O CINEMA JAPONÊS E O JÚRI

(Roberto Delmanto)

 

O TERCEIRO ASSASSINATO é o título de um intrigante filme japonês sobre júri, que concorreu recentemente no Festival de Veneza.

Em uma cidade daquele país, um ex-condenado por homicídio, em livramento condicional após 30 anos de prisão, é acusado de novo crime de morte, agora seguido de roubo e queima do corpo, sendo vítima o dono da fábrica em que trabalhava. Preso, confessa para a polícia e para o promotor público ter cometido o delito, inclusive roubando a carteira do morto.

A acusação é, então, de latrocínio, ou seja, assassinato para roubar. Ao jovem advogado incumbido de sua defesa, ele confirma a autoria, alegando apenas que não tinha premeditado apossar-se da carteira. A meta do defensor é, a partir daí, tentar desclassificar o latrocínio para homicídio com a atenuante da confissão, evitando, com isso, a pena capital. No início do júri, o acusado volta a confessar o homicídio.

A fazer:
Reproduza fielmente o trecho do texto sobre o filme japonês e o júri que começa em "Em uma cidade" e vai até "carteira do morto.", incluindo essas palavras finais.

Entradas de contorno de áreas rotuladas:

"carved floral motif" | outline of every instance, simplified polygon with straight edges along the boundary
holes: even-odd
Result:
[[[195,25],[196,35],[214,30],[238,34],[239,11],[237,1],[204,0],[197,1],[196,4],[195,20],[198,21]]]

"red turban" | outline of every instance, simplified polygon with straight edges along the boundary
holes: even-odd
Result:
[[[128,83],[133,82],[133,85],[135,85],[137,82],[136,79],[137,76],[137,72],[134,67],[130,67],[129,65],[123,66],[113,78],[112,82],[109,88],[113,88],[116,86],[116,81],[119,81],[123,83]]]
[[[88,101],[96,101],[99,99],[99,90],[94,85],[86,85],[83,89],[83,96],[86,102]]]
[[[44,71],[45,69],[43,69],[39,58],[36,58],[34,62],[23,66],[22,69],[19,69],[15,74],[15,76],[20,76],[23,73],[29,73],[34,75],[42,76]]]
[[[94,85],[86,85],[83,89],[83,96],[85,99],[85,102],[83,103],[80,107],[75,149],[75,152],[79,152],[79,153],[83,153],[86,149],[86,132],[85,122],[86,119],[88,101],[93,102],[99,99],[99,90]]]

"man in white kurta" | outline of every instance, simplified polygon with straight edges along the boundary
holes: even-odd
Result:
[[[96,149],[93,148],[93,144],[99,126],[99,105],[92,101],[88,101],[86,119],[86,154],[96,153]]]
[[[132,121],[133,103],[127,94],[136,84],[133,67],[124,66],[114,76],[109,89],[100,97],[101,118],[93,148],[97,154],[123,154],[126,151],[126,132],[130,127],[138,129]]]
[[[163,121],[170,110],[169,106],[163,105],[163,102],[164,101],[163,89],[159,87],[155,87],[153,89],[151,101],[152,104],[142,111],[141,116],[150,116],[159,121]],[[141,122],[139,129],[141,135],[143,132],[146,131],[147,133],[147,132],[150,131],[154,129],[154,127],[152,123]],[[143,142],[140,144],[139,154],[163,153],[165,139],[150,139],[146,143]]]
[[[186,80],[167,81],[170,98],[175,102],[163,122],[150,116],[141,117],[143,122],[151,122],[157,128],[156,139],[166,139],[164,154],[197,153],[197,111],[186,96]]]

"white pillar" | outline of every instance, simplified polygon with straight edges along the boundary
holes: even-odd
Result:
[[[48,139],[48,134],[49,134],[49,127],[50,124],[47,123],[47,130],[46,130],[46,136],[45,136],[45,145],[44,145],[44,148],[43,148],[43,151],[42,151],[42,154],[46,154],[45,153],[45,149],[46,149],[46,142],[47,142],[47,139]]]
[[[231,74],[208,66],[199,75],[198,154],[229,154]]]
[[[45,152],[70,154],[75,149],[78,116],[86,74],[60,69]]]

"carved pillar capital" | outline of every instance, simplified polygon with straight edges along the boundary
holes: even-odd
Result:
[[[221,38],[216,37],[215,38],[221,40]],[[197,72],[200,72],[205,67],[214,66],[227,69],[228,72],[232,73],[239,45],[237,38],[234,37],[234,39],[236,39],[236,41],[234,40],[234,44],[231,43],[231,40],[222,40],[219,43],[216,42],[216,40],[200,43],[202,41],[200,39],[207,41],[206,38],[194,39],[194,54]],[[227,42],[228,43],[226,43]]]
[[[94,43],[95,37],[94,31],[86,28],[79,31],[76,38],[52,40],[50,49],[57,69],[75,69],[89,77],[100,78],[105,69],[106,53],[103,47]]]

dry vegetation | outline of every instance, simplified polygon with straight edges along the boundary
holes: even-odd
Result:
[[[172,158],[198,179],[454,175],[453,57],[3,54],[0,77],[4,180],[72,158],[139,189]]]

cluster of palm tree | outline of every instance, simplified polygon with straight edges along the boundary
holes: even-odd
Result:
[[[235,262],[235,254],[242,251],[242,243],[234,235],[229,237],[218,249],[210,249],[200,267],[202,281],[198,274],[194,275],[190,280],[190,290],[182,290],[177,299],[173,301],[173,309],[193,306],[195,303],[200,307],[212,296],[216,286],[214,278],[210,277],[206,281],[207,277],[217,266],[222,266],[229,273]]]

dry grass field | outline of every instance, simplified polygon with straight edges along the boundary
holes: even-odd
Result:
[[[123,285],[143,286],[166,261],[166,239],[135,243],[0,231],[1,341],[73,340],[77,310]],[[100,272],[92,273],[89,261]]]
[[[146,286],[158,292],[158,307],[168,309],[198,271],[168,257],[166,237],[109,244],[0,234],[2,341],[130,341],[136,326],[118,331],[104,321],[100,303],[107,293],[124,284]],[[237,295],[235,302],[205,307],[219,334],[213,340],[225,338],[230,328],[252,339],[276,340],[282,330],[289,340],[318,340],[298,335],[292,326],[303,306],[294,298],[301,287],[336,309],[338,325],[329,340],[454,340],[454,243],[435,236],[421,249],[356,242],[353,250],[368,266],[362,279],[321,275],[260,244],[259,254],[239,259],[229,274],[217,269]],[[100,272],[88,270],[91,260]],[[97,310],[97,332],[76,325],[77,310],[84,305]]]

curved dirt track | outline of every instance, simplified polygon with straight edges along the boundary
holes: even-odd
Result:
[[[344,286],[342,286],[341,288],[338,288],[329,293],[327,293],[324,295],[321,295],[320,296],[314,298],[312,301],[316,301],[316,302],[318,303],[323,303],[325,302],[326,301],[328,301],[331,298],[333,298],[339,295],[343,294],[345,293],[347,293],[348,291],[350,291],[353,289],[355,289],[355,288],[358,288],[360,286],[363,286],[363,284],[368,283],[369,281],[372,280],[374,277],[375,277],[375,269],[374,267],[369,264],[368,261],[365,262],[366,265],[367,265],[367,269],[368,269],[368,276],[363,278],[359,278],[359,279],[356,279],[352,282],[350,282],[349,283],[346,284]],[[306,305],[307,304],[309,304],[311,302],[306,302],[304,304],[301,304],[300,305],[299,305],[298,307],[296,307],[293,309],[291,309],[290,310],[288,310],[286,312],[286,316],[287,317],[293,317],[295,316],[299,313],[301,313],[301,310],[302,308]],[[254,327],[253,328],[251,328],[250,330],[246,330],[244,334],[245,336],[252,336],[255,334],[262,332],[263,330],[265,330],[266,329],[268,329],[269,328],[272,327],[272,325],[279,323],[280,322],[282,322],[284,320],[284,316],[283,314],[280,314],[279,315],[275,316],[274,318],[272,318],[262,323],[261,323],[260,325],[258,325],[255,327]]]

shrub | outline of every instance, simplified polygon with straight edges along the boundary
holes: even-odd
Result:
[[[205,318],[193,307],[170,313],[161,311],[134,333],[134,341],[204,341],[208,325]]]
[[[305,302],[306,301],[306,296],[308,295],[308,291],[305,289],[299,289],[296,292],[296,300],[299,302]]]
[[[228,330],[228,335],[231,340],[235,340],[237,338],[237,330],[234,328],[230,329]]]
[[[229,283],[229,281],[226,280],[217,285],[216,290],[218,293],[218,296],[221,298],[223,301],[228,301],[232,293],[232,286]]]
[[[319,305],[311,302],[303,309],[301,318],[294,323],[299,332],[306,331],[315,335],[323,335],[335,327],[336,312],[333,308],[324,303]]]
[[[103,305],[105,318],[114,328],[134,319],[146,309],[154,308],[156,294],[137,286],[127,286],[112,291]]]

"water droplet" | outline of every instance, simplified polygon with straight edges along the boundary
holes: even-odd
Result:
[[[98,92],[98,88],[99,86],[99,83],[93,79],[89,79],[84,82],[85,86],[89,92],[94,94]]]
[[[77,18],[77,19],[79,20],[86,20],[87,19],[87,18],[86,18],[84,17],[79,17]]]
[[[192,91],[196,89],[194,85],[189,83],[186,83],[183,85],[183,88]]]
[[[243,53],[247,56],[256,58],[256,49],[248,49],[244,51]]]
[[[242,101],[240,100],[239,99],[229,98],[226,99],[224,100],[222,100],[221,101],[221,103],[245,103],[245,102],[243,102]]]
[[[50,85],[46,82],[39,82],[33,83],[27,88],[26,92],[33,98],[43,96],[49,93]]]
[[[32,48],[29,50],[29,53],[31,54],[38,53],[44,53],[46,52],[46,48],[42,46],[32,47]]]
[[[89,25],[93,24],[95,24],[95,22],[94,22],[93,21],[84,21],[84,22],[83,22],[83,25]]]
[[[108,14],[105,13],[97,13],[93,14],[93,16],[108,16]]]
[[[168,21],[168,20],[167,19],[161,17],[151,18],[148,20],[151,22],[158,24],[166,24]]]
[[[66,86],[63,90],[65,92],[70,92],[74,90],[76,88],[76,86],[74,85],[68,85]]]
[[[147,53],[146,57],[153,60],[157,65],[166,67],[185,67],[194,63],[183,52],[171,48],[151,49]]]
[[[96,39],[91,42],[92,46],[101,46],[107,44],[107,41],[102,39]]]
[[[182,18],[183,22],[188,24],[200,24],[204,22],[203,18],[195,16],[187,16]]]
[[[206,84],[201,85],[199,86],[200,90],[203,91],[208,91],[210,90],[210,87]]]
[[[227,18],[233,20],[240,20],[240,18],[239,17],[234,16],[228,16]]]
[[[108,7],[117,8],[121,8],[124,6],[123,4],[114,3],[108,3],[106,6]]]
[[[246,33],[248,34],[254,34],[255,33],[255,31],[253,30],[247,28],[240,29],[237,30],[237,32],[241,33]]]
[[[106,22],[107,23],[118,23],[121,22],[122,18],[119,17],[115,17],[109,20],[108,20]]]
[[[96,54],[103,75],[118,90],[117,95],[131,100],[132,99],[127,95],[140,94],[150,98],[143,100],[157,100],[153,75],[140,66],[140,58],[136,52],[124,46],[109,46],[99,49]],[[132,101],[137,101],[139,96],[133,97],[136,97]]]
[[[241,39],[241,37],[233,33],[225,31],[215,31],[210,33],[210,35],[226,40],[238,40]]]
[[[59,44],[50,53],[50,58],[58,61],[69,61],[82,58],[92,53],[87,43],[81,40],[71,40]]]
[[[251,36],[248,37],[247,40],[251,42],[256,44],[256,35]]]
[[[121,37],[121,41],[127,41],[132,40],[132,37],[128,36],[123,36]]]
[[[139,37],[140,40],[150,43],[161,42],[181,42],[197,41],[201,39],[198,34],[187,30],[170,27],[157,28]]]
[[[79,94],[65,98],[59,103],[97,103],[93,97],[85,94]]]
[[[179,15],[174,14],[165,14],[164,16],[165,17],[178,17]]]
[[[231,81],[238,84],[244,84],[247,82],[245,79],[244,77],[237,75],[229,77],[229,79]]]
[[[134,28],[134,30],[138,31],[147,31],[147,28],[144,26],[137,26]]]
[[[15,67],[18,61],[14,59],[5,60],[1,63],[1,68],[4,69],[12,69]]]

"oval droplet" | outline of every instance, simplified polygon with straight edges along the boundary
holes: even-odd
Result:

Resultado da tarefa:
Em uma cidade daquele país, um ex-condenado por homicídio, em livramento condicional após 30 anos de prisão, é acusado de novo crime de morte, agora seguido de roubo e queima do corpo, sendo vítima o dono da fábrica em que trabalhava. Preso, confessa para a polícia e para o promotor público ter cometido o delito, inclusive roubando a carteira do morto.